* [TASK DIRECTIONS] Rewrite every line of the entries below, including the request text, and increase each bounding box coordinate in the answers by 39. Leave the numbers in the request text and its format sample as they are.

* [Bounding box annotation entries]
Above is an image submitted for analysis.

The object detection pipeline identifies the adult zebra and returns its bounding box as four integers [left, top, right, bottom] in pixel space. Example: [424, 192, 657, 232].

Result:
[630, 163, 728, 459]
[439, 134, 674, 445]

* [TASK RESPONSE]
Above is an image submitted for analysis.

The object detection pipeline identifies the adult zebra and returns its bounding box as four integers [left, top, right, bottom] in pixel space. Example: [424, 192, 657, 232].

Result:
[669, 202, 767, 498]
[478, 173, 713, 484]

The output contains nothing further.